▶ [Short task] Print, word for word, the portion of the entries that opens with the line containing "If you could point to the black blazer" and continues through the end of the entries.

— BEGIN Records supplied —

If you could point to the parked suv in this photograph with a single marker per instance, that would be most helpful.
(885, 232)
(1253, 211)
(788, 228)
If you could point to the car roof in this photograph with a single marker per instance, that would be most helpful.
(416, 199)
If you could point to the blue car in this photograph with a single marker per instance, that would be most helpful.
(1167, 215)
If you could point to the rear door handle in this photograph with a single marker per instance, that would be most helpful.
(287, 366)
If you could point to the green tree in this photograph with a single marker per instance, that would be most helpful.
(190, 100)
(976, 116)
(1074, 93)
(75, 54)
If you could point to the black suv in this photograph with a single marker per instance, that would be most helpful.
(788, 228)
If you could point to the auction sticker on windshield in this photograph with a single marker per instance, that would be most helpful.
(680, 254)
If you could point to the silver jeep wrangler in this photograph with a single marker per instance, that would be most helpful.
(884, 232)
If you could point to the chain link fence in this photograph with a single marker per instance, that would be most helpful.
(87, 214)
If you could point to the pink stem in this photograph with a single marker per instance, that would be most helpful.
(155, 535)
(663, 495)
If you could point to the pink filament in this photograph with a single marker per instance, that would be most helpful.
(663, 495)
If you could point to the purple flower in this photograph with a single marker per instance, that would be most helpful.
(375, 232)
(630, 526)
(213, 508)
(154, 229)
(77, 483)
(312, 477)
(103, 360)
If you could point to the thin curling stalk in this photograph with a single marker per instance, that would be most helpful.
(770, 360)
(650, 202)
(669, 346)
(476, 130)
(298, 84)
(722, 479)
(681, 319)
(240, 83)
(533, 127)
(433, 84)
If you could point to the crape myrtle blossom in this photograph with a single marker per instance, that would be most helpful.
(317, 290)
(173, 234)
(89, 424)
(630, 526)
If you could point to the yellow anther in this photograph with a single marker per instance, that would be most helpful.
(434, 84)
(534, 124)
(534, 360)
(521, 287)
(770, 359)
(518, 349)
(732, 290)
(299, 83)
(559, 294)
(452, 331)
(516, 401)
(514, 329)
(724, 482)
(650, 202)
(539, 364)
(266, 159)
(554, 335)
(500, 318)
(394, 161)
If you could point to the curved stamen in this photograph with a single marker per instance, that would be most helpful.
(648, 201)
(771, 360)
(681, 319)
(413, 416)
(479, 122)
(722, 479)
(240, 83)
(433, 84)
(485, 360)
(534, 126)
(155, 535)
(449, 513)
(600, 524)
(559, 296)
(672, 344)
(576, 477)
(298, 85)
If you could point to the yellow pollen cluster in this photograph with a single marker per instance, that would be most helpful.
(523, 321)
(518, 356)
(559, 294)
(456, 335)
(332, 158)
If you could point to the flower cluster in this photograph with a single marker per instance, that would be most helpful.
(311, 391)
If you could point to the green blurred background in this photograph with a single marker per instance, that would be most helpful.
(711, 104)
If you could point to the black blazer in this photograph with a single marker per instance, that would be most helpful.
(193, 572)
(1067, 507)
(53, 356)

— END Records supplied —

▶ [Right answer]
If you could point to the black blazer in this photograph with a single marker per instance, that would be most helpful.
(193, 572)
(1067, 507)
(53, 356)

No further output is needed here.